EXERCISE DETAILS: Lines from the top of the entries down to the line with "pin: child in red" must be set down exactly as they stand, with both ends retained.

DATA:
· · · ·

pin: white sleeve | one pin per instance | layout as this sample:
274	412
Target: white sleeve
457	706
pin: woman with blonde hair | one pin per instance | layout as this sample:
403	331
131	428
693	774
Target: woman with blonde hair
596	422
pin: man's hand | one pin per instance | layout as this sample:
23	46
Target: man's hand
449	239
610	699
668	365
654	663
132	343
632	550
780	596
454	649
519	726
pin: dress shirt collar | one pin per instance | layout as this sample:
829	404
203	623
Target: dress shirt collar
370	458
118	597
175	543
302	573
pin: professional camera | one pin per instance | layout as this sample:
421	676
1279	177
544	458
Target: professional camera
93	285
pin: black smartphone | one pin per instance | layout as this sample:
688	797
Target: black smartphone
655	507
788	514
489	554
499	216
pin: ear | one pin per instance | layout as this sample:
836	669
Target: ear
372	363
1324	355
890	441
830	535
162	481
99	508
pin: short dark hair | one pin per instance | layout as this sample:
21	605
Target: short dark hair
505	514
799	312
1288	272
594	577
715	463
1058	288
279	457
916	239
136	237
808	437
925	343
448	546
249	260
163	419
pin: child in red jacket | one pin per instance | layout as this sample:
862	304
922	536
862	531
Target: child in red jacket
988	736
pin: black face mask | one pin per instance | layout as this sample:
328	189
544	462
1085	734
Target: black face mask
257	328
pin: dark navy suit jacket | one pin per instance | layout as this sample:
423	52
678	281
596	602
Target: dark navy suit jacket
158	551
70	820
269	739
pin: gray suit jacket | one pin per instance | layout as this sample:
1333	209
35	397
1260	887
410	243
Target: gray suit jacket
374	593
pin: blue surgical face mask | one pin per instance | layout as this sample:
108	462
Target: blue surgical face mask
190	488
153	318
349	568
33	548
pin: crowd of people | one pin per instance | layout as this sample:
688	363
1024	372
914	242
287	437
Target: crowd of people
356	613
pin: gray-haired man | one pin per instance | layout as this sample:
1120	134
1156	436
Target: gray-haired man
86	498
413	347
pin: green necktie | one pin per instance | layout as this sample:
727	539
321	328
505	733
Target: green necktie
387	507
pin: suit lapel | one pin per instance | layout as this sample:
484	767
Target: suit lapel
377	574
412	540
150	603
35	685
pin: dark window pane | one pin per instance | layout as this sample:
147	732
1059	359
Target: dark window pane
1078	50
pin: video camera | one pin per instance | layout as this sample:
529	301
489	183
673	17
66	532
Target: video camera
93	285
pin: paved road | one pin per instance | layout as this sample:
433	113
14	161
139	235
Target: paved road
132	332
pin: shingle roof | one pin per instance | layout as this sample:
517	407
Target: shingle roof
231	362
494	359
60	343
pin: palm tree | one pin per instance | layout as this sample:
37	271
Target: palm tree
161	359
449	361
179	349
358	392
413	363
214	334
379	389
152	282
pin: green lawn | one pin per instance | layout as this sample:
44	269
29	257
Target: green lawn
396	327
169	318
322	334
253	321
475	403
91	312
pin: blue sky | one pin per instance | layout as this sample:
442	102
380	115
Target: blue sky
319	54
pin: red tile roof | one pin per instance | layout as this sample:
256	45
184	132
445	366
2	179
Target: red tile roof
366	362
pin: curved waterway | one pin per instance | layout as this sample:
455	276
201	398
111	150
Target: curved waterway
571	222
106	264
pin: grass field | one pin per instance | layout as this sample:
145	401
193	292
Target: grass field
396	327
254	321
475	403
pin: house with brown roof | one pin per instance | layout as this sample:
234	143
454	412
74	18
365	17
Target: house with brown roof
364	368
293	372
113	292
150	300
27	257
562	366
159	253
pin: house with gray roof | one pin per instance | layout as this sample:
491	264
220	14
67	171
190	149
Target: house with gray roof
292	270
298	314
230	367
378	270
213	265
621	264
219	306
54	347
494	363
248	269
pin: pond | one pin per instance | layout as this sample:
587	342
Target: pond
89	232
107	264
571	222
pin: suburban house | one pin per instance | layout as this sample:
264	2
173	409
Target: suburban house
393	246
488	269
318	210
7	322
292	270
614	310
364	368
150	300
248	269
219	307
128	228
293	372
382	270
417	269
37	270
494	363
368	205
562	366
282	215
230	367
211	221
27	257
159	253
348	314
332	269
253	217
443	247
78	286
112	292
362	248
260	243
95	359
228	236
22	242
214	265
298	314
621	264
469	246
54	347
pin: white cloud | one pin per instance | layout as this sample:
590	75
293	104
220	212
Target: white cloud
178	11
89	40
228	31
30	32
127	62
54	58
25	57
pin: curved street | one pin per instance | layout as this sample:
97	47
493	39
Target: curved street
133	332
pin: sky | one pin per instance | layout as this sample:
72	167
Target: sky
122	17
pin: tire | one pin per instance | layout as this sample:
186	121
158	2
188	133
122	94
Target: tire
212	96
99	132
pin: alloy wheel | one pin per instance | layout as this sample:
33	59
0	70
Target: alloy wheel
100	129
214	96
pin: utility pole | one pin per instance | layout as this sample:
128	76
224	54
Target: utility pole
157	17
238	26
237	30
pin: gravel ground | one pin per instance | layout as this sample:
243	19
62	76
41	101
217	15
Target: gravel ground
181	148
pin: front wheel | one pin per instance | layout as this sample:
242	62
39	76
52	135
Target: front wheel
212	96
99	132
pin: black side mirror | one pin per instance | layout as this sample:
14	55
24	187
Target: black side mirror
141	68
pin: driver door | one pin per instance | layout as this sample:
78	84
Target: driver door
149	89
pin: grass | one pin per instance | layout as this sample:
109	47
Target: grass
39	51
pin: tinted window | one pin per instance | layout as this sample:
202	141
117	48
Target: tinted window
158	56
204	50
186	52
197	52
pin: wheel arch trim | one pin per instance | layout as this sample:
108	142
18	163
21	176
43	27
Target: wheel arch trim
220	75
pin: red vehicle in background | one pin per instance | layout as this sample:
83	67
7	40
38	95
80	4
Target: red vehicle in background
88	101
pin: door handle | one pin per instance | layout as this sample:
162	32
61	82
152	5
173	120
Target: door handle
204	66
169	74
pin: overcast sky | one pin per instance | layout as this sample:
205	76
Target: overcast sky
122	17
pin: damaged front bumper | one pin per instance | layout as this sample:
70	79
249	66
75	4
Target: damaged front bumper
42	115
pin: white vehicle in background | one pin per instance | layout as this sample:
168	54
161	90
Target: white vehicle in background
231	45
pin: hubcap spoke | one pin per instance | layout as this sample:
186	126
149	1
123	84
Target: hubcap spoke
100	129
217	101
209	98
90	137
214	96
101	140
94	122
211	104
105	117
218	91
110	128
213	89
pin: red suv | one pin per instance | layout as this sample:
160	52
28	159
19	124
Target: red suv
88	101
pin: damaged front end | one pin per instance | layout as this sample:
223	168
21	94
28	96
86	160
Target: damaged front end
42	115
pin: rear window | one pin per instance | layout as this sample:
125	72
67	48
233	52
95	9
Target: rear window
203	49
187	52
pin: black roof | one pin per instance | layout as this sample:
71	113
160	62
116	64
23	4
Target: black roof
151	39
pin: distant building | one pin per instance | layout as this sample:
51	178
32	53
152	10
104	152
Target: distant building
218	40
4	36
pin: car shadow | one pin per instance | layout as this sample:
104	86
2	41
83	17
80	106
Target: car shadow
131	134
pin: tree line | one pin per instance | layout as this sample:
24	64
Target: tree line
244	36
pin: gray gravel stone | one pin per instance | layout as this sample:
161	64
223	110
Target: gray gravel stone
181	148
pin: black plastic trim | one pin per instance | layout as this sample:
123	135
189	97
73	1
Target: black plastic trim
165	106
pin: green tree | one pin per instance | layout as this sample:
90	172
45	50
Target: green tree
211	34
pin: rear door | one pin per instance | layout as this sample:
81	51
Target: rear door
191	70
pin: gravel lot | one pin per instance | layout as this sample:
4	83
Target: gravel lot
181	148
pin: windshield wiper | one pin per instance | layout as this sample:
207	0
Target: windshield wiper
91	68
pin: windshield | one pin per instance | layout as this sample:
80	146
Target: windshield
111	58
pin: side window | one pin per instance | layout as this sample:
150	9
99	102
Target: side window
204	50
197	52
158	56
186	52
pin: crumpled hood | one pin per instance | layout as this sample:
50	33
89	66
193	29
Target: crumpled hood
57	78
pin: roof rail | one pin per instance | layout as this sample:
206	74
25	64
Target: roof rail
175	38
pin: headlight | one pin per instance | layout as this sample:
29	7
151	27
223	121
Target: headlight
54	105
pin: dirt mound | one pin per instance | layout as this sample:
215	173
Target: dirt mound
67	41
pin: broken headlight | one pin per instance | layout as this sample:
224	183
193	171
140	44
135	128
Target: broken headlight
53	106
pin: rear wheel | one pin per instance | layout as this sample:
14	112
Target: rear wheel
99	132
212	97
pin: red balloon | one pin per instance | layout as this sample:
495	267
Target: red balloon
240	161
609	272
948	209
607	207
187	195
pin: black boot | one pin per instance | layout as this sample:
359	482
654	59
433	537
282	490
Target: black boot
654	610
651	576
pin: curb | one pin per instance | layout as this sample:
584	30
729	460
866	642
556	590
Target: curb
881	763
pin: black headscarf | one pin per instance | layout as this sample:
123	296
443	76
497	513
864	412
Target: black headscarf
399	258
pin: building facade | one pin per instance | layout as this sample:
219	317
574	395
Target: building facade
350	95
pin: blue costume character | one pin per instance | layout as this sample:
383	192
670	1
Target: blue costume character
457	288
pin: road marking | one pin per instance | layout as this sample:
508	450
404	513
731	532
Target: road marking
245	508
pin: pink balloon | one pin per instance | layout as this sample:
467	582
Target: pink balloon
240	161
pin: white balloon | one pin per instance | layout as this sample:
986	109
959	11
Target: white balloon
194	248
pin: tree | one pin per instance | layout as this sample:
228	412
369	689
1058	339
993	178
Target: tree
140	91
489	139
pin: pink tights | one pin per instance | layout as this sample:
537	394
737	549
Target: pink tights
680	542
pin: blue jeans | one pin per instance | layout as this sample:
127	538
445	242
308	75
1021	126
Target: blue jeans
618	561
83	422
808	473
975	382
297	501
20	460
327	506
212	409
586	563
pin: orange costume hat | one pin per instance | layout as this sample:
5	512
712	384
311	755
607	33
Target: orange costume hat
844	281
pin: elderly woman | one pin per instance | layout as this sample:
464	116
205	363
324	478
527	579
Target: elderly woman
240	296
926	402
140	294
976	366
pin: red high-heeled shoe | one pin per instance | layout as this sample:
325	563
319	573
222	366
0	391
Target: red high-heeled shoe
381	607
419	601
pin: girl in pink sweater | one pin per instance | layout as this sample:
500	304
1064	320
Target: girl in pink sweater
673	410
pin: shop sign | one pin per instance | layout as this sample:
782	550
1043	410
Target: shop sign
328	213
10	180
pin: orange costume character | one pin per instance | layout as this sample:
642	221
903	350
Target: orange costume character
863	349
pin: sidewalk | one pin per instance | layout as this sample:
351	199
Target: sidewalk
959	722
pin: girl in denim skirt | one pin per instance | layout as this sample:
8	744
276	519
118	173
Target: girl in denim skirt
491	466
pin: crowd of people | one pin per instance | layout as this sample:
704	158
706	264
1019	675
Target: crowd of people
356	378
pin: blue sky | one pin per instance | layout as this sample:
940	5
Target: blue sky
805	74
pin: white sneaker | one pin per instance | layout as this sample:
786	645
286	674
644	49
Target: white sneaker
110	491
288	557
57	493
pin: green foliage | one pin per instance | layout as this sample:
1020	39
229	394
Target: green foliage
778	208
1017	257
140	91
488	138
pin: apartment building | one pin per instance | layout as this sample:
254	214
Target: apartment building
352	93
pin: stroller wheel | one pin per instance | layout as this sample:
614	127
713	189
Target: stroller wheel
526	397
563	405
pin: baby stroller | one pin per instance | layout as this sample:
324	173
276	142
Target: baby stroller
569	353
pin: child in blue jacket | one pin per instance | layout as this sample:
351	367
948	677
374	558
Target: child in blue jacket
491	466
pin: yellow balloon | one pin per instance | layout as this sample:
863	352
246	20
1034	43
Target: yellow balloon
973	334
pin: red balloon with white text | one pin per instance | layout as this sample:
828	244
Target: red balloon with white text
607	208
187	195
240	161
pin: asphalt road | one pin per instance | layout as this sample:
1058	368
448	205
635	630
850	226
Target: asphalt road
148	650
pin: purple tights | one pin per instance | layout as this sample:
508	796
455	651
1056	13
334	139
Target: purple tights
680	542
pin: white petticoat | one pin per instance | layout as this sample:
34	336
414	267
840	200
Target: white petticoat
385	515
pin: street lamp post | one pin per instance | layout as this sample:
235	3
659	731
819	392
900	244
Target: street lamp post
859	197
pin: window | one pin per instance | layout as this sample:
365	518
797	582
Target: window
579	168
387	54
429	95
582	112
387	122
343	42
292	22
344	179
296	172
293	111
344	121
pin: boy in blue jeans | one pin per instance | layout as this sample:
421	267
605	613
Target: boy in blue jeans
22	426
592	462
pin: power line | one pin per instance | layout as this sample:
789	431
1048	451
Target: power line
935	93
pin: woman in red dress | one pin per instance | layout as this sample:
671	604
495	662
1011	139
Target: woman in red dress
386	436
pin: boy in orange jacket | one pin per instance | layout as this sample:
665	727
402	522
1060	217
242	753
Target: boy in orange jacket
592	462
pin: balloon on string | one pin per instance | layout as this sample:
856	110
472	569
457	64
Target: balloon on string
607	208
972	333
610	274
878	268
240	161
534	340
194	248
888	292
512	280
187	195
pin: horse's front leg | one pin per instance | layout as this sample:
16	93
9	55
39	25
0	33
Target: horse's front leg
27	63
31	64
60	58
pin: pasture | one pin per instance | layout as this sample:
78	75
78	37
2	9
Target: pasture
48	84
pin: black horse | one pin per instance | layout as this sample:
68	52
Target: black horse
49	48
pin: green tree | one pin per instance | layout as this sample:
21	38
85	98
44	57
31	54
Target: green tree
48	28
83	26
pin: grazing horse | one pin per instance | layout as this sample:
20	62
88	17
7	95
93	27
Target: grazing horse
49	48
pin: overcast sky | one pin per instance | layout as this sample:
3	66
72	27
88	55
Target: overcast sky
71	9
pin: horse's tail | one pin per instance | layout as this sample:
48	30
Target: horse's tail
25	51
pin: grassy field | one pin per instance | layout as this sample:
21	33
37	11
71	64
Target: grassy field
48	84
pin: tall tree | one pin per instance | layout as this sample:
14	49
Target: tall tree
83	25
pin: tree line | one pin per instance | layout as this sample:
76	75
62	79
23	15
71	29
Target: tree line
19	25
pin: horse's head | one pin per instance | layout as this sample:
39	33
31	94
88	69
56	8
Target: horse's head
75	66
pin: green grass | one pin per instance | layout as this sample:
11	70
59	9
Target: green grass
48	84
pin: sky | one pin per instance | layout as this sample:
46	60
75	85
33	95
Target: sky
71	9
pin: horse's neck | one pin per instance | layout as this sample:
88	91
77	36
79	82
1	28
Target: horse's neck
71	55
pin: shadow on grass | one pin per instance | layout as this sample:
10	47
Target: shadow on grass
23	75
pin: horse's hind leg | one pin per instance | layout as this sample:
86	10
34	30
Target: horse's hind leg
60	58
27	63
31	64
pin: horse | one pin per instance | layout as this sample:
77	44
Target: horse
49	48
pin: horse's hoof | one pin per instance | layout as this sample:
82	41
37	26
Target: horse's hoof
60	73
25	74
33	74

· · · ·

THE ANSWER:
pin: white sleeve | one pin per instance | layout as this sample:
274	412
Target: white sleeve
457	706
pin: woman with blonde hair | one pin per instance | layout as this sample:
403	331
131	428
693	774
Target: woman with blonde hair
596	422
pin: man's hand | one pin per instance | layout as this sample:
23	46
Target: man's hand
449	239
610	699
668	365
654	663
132	343
632	550
780	596
454	649
519	726
pin: dress shirt collar | one pin per instance | layout as this sample:
829	404
203	623
Target: dress shirt collar
370	458
118	597
175	543
302	573
pin: professional camera | one pin per instance | layout as this sample:
421	676
1279	177
544	458
Target: professional camera
93	285
pin: black smartphone | one pin per instance | layout as this sample:
688	797
Target: black smartphone
655	507
788	514
489	554
499	216
pin: ear | one pin per instance | layout as this sample:
836	669
Target: ear
372	363
1324	355
890	441
830	535
162	481
99	508
pin: short dark hair | one pin per instance | layout as this sample:
21	605
Target: short dark hair
505	514
799	312
1288	272
594	577
715	463
1058	288
279	457
916	239
136	237
808	437
925	343
448	546
249	260
163	419
pin: child in red jacket | one pin per instance | layout as this sample:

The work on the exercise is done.